Цель задания —
Определите, соответствуют ли приведенному ниже тексту об Окуджаве следующие утверждения. Для каждого ответьте «да» или «нет» и дословно процитируйте решающие слова текста.
1. Окуджава был диссидентом.
2. В Казанской филармонии Окуджаву и Городницкого тарифицировали как чтецов-декламаторов 2-й категории.
3. Окуджава сразу согласился войти в комиссию по помилованию.

Фрагмент документа —
_ _ _ _ _ _ _
Когда мы говорим о родоначальниках авторской песни, надо помнить, что были люди, которые начали петь раньше Булата. Но он был самым крупным поэтом в этом движении, поэтому отсчет все-таки надо вести с него.

В ту эпоху авторская песня была литературой. И Булат Окуджава, и Александр Галич, и замечательный поэт Владимир Высоцкий, и мой друг Юрий Визбор, и Новелла Матвеева, и Юлий Ким были одаренными литераторами. Булат сразу стал поэтом интеллигенции - в отличие от Высоцкого, которого пели и диссиденты, и генералы КГБ. Тот охватил всех, а Окуджава был изящен, изыскан, в известной степени элитарен. Он воевал, был членом партии, никогда не был диссидентом, но власти его не принимали.

У нас был один анекдотический случай. В 1984-м мы с Булатом ездили с небольшой группой бардов по России, вместе выступали. Там были артисты, имевшие тарификационные абонементы и имевшие право выступать, а у нас с ним не имелось ничего, кроме членских билетов Союза писателей. Поэтому нам пришлось пройти тарификацию в Казанской филармонии. Мы получили очень смешной документ: "Дана настоящая членам Союза писателей СССР Окуджаве Б.Ш. и Городницкому А.М. в том, что они тарифицированы как чтецы-декламаторы 2-й категории с оплатой 34 руб. 50 коп. за выступление".

Я люблю и прозу Окуджавы, в особенности "Путешествие дилетантов", "Бедного Авросимова". Он в свои последние годы хотел быть только писателем, и даже книгу мне надписал: "Саше от бывшего гитариста". Тут было некоторое кокетство, Булат по-прежнему любил гитару и выступал. Но это ему уже было тяжело физически - все-таки он был очень болен...

Потом мы довольно долгое время не виделись. И снова начали встречаться в последний этап его жизни, когда он жил в Переделкине. Мы с женой снимали дачу неподалеку и регулярно общались - до самого его рокового отъезда за рубеж, в Германию, когда Булата не стало.

Он был удивительным человеком. Очень открытым, очень ранимым, очень стойким, когда было надо. Это пригодилось, когда после событий октября 1993 года организовали его травлю.

На концерте в Минске коммунисты устроили ему обструкцию и кидали Окуджаве под ноги его книги и диски...

И был очень добрым. Когда его в комиссию по помилованию включали, Булат сказал, что не может судить людей. Ему ответили: "Вы будете не судить, а миловать..." И он согласился. Безумно жалко, что он так быстро, в расцвете своих творческих возможностей, ушел. Еще жил бы и жил...

Мне кажется, без него невозможно представить бардовскую песню. Она была бы другой.

Александр Городницкий: Да, абсолютно. После смерти Окуджавы она начала перемещаться из литературы на эстраду и, таким образом, прекратила свое существование. С уходом первой плеяды названных мною бардов, которые все были литераторами, то, что сейчас называют авторской песней, перестало иметь отношение к литературе. Новая когорта "поэтов под гитару" им на смену не пришла.
_ _ _ _ _ _ _
Фрагмент данных —
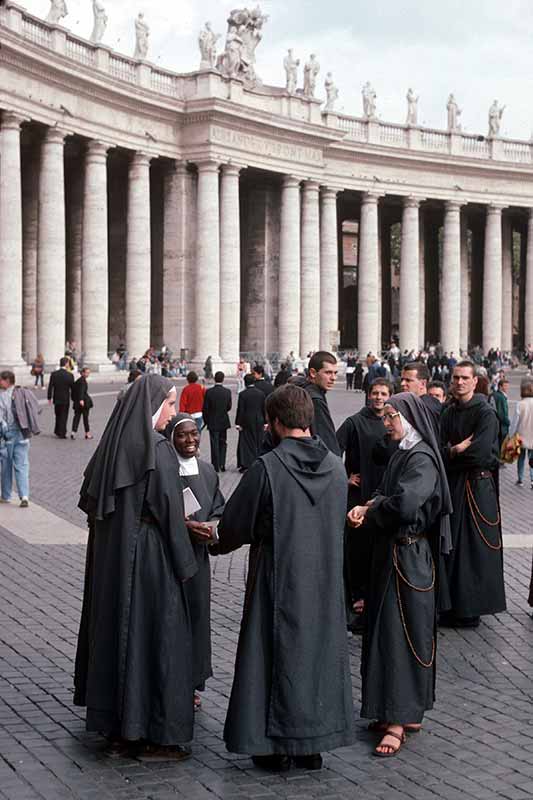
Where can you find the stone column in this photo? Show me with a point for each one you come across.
_ _ _ _ _ _ _
Ответ на задание —
1. Нет: «никогда не был диссидентом».
2. Да: «они тарифицированы как чтецы-декламаторы 2-й категории».
3. Нет: «Булат сказал, что не может судить людей».